(READING TEXT)
In the past decade, rateless codes have gained a lot of concerns in both communication and information theory research communities, which led to the strong theory behind these codes mostly for erasure channels. Most of the available works in the rateless codes literature are extensions of the fountain codes over the erasure channels [10]. The name “fountain” came from the analogy to a water supply capable of giving an unlimited number of water drops. Due to this reason, rateless codes are also referred to as fountain codes. They were initially developed to achieve efficient transmission in erasure channels, to which the initial work on rateless codes has mainly been limited, with the primary application in multimedia video streaming [10].

The first practical class of rateless codes is the Luby Transform (LT) code which was originally intended to be used for recovering packets that are lost (erased) during transmission over computer networks. The fundamentals of LT are introduced in [11] in which the code is rateless since the number of encoded packets that can be generated from the original packets is potentially limitless. Figure 3 illustrates the block diagram of LT encoder. The original packets can be generated from slightly larger encoded packets. Although the encoding process of LT is quite simple, however, LT requires the proper design of the degree distribution (Soliton distribution-based) which significantly affects the performance of the code.

Figure 3.

Block diagram of the LT encoder [5].

Afterward, LT code was extended to the well-known Raptor code [12] by appending a weak LT encoder with an outer pre-code such as the irregular low-density parity check code (LDPC). Figure 4 depicts the general block diagram of Raptor code.

Figure 4.

Block diagram of the Raptor code encoder [5].

The decoding algorithm of the Raptor code depends on the decoder of the LT code and the pre-code used. However, the Raptor code requires lesser overhead. But it has disadvantages such as the lower bound of the total overhead depends on the outer code and the decoding algorithm implementation is slightly more complicated due to multiple decoding processes.

Online codes [13] also belong to the family of fountain rateless codes and work based on two layers of packet processing (inner and outer). However, in contrast to the LT and Raptor codes, online codes have more encoding and decoding complexity as a function of the block length. The overall design of the online code is shown in Figure 5. LT and Raptor codes were originally intended to be used for transmission over the BEC channel such as Internet channel, where the transmitted packets are erased by routers along the path.

(EXCERPTED DATA)

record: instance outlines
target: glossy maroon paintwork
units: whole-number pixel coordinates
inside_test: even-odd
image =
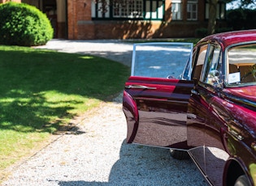
[[[129,88],[137,85],[151,89]],[[127,142],[187,149],[184,133],[186,133],[187,105],[193,82],[130,77],[125,87],[123,105],[128,122]],[[182,133],[180,138],[171,138],[179,133]],[[137,135],[140,133],[144,135]]]
[[[225,70],[226,49],[249,41],[256,41],[256,30],[210,36],[195,49],[220,45]],[[187,150],[213,185],[232,185],[241,175],[256,184],[255,83],[216,87],[198,79],[130,77],[125,87],[128,143]]]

(SHORT TASK)
Decide whether each of these statements agrees with the passage on rateless codes. Answer yes or no for each, and quote the deciding words from the passage. 1. Online codes have less encoding and decoding complexity than LT and Raptor codes. 2. The Raptor code was built by appending a weak LT encoder with an outer pre-code. 3. The LT code was originally intended for recovering packets lost during transmission over computer networks.

(IN RESPONSE)
1. No: "in contrast to the LT and Raptor codes, online codes have more encoding and decoding complexity as a function of the block length."
2. Yes: "LT code was extended to the well-known Raptor code [12] by appending a weak LT encoder with an outer pre-code"
3. Yes: "was originally intended to be used for recovering packets that are lost (erased) during transmission over computer networks"